» Task statement: Update the data below by changing every "Spot" to "Locate" and keeping everything else the same.

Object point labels

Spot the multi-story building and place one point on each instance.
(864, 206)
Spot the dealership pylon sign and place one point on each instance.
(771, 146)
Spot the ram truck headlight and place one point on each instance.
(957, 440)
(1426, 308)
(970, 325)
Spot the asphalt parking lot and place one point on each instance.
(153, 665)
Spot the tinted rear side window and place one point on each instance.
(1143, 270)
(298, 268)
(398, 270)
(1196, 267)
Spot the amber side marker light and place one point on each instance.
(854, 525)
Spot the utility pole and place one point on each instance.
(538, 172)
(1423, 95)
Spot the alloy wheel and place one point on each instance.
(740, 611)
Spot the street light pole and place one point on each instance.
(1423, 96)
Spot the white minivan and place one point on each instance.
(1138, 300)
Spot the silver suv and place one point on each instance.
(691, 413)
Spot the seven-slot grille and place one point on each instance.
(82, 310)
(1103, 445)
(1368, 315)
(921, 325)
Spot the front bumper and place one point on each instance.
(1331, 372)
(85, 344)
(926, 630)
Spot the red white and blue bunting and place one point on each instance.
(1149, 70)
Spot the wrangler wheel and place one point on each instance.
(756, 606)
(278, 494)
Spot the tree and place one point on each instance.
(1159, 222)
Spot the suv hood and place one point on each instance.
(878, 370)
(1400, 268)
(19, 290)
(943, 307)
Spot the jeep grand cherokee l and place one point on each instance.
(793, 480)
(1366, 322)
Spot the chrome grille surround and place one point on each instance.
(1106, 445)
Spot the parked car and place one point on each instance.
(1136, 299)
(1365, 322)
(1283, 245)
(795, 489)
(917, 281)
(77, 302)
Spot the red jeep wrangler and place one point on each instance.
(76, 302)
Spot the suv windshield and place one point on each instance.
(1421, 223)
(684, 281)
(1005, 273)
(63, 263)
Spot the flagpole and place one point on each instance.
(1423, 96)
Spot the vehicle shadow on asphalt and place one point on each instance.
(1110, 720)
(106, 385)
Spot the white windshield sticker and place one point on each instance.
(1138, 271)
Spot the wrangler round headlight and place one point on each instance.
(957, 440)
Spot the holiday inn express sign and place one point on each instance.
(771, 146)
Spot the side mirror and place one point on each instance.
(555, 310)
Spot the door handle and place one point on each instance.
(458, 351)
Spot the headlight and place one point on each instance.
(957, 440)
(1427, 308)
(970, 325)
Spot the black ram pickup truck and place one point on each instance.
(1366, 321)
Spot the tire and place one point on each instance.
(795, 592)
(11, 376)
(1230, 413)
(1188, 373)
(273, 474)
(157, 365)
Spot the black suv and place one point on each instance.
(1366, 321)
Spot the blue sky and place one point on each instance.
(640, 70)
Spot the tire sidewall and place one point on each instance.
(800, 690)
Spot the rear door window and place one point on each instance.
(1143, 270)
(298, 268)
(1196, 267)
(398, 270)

» Correct result:
Locate the multi-story building and place one point on each instance.
(864, 206)
Locate the dealership pylon sign and place one point on each instance.
(771, 146)
Locate the ram truck headlight and place one point on each instance.
(957, 440)
(1426, 308)
(970, 325)
Locate the asphalt parking lot and place one point on each instance.
(153, 665)
Locate the tinted rear side window and place one point on each instance.
(1143, 270)
(298, 268)
(398, 270)
(1196, 267)
Locate the amber side marker light and place one point on each instance.
(854, 525)
Locate the utility pole and place one point on each instance.
(538, 172)
(1423, 95)
Locate the alloy wheel and place one point on each instance.
(740, 611)
Locate the street light pole and place one point on each instance.
(1423, 96)
Locate the white minivan and place one point on each instance.
(1138, 300)
Locate the silver suv and place one point on each instance.
(691, 413)
Locate the seven-slot grille and place one point on each instance.
(82, 310)
(1103, 445)
(1368, 315)
(921, 325)
Locate the front bumper and place one point on each instance.
(1331, 372)
(85, 344)
(926, 630)
Locate the red white and blue bunting and place one point on each instance.
(1149, 70)
Locate the wrangler wheel and place one point on each instance.
(756, 606)
(278, 494)
Locate the tree and place one point on each instance.
(1159, 222)
Locate the suv hood and place one point on each instance.
(878, 370)
(1400, 268)
(19, 290)
(943, 307)
Locate the jeep grand cherokee l and place one point on each instance.
(793, 480)
(1366, 322)
Locate the chrome grille surround and place one point on each instance.
(1106, 445)
Locate the parked car and place one point on each instance.
(1136, 299)
(1365, 322)
(1283, 245)
(795, 489)
(917, 281)
(77, 302)
Locate the red jeep wrangler and place one point on each instance.
(76, 302)
Locate the suv windshield and place one point on each instance.
(1421, 223)
(684, 281)
(1005, 273)
(63, 263)
Locate the flagpole and place one point on each instance.
(1423, 96)
Locate the vehicle shadow on asphalt and place one point on each instance.
(1110, 720)
(106, 385)
Locate the white windshield sticker and place one point on each instance.
(1138, 271)
Locate the wrangler round headlight and place one point on each instance.
(957, 440)
Locate the holiday inn express sign and place one point on each instance.
(771, 146)
Locate the side mirror and place one point on each instance.
(555, 310)
Locate the door handle and place one point on each instance.
(458, 351)
Locate the headlight and place one point on each instance.
(957, 440)
(1427, 308)
(970, 325)
Locate the black ram pickup truck and place one point on each instance.
(1366, 321)
Locate the tire and place one point on each instance.
(795, 592)
(11, 376)
(1230, 413)
(1188, 373)
(273, 474)
(157, 365)
Locate the black suv and place one point on each instance.
(1366, 321)
Locate the blue sky and place one point on each instance.
(640, 70)
Locate the tire sidewall and place one point on each instance.
(800, 690)
Locate the rear door window and place one point on each instance.
(1143, 270)
(298, 268)
(1196, 267)
(398, 270)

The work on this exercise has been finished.